* **What is expected**
Exactly reproduce each line of the listing that follows.

Object position labeling entries:
——

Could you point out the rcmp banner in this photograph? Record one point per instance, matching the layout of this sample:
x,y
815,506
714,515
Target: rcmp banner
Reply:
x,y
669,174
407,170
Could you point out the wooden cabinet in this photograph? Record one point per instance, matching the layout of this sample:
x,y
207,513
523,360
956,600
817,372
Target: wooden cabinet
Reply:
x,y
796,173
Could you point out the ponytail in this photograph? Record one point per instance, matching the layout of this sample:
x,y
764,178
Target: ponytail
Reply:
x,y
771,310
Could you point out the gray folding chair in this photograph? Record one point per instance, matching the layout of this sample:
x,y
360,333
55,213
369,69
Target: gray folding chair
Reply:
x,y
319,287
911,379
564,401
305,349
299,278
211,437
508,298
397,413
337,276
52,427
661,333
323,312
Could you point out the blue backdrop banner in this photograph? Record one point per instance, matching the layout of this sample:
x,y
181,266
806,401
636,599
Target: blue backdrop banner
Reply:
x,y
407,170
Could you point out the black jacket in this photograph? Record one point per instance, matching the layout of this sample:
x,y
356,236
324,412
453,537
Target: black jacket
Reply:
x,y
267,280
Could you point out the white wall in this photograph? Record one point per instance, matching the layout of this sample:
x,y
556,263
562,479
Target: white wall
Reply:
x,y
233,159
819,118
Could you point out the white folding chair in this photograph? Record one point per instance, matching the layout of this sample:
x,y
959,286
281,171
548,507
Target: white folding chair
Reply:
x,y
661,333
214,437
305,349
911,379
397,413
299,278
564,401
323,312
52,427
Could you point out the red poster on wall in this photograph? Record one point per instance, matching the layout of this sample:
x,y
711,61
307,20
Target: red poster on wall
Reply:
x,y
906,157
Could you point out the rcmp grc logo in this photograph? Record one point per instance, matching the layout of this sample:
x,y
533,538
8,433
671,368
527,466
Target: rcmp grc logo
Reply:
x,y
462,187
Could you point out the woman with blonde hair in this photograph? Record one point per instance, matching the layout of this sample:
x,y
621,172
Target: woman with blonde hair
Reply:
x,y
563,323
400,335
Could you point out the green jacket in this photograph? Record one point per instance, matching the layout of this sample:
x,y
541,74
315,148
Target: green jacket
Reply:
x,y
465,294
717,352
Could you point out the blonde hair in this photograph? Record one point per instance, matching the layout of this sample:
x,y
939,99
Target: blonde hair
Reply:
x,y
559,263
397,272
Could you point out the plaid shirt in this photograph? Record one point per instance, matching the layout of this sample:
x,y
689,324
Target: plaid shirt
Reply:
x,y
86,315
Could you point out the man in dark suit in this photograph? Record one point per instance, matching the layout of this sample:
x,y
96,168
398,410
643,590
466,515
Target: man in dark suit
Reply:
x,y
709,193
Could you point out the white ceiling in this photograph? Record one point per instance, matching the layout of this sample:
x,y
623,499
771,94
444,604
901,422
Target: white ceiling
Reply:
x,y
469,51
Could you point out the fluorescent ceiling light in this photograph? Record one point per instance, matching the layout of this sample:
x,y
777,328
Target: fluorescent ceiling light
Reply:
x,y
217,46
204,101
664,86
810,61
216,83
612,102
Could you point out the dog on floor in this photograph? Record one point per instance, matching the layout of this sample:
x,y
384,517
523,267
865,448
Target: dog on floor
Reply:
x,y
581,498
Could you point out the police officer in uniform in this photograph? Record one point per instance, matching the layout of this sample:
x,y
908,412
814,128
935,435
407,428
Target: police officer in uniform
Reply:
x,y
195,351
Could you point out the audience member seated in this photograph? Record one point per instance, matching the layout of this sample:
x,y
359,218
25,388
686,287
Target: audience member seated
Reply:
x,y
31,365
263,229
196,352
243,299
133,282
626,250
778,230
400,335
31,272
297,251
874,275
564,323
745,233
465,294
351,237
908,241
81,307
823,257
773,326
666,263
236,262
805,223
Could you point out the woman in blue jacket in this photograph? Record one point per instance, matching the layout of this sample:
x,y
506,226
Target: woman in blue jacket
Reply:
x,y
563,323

——

* **Answer to the exercise**
Could you point out the rcmp banner in this photograph? Record one point per instance, matching the layout of this sample:
x,y
815,506
714,515
Target: rcmp banner
Reply:
x,y
669,174
407,170
Could you point out the wooden cabinet in this photograph? Record one point per instance, matching the layout of this sample:
x,y
207,513
523,360
956,600
817,372
Target: wooden cabinet
Reply:
x,y
796,173
Could you point out the ponytail in this photograph? Record one point per instance, matching the layout of this sample:
x,y
764,178
Target: ponytail
Reply:
x,y
771,310
Could you point out the gray folding chair in this photograph? Record one point per instance, matching the layout of this sample:
x,y
360,333
55,213
369,69
Target: gray folding chair
Reply:
x,y
319,287
911,379
564,401
305,349
299,278
211,437
508,298
397,413
337,276
52,427
661,333
323,312
Could you point out the blue backdrop banner in this photograph? Record one point per instance, matching the layout of this sample:
x,y
181,266
806,401
636,599
Target: blue backdrop banner
Reply:
x,y
407,170
Could you point out the black jacket in this photograph? Record one point per instance, matching the layout of this sample:
x,y
356,236
324,412
453,537
Target: black jacket
Reply:
x,y
267,280
Could you point out the white wall in this photograph? Record one point per instance, matching the layout of this sample:
x,y
556,263
562,479
Target: white wall
Reply:
x,y
233,159
819,118
Could you point out the white folding chair in this photograph? Record one point per instance, matching the layout of this sample:
x,y
959,286
281,171
548,507
Target: white folding chair
Reply:
x,y
661,333
214,437
305,349
911,379
397,413
299,278
564,401
323,312
52,427
Could you point out the red poster on wall in this photograph? Record one point per instance, matching the layout of this sample:
x,y
711,61
307,20
Target: red poster on wall
Reply:
x,y
906,157
Could you point out the rcmp grc logo in this photograph? Record one point per instance, matching the layout of this sample:
x,y
533,538
8,433
671,368
527,466
Target: rcmp grc logo
Reply:
x,y
462,187
Could you point out the woman with blonde hair in this photograph? Record one point per instance, matching the layout of this sample:
x,y
621,172
Target: woman with blonde hair
Reply:
x,y
563,323
400,335
Could you point out the green jacket in this photograph? Record one point per instance, matching the layout of this sample:
x,y
541,74
315,148
Target: green jacket
Reply:
x,y
465,294
717,352
Could you point out the blonde hair in this photograph? Record one point per instance, matching the layout of this sample:
x,y
939,99
Target: blonde hair
Reply:
x,y
559,263
397,272
Could you point out the plaid shirt in this photograph? Record one point per instance, matching the layout of this sample:
x,y
689,324
Target: plaid shirt
Reply:
x,y
86,315
Could you point out the man in dark suit in this photograph? Record one point per instance, matching the layout of this sample:
x,y
96,168
398,410
643,590
466,515
Target: man in dark suit
Reply:
x,y
709,193
Could you point out the white ceiling in this photograph? Record one point per instance, matching the layout of this sample:
x,y
623,499
771,94
444,604
901,422
Target: white ceiling
Reply:
x,y
469,51
Could you point out the fluorescent ceiling light in this photograph? Record one point per instance, matching the layout of this sample:
x,y
777,328
Target: fluorescent ceiling light
Reply:
x,y
217,46
204,101
664,86
810,61
216,83
612,102
Could you point out the dog on floor in this photograph? Record one point per instance, matching the layout of this sample:
x,y
384,517
523,267
865,448
Target: dog on floor
Reply:
x,y
581,498
Could you point out the police officer in uniform in this photograph? Record one point per instance, matching the layout of this sample:
x,y
908,412
814,128
935,435
407,428
Target: police officer in uniform
Reply:
x,y
195,351
Could you point out the audience member seated in this photograph? Record one point per instance, matching the layout of this sample:
x,y
359,218
25,388
686,287
Target: audience member seated
Reply:
x,y
31,365
263,229
196,352
243,299
133,282
626,250
778,230
400,335
31,272
297,251
874,275
564,323
745,233
465,294
351,237
908,241
81,307
823,257
773,326
666,263
236,262
805,223
Could you point out the woman in blue jacket in this photograph? Record one point per instance, matching the layout of this sample:
x,y
506,226
Target: woman in blue jacket
Reply:
x,y
563,323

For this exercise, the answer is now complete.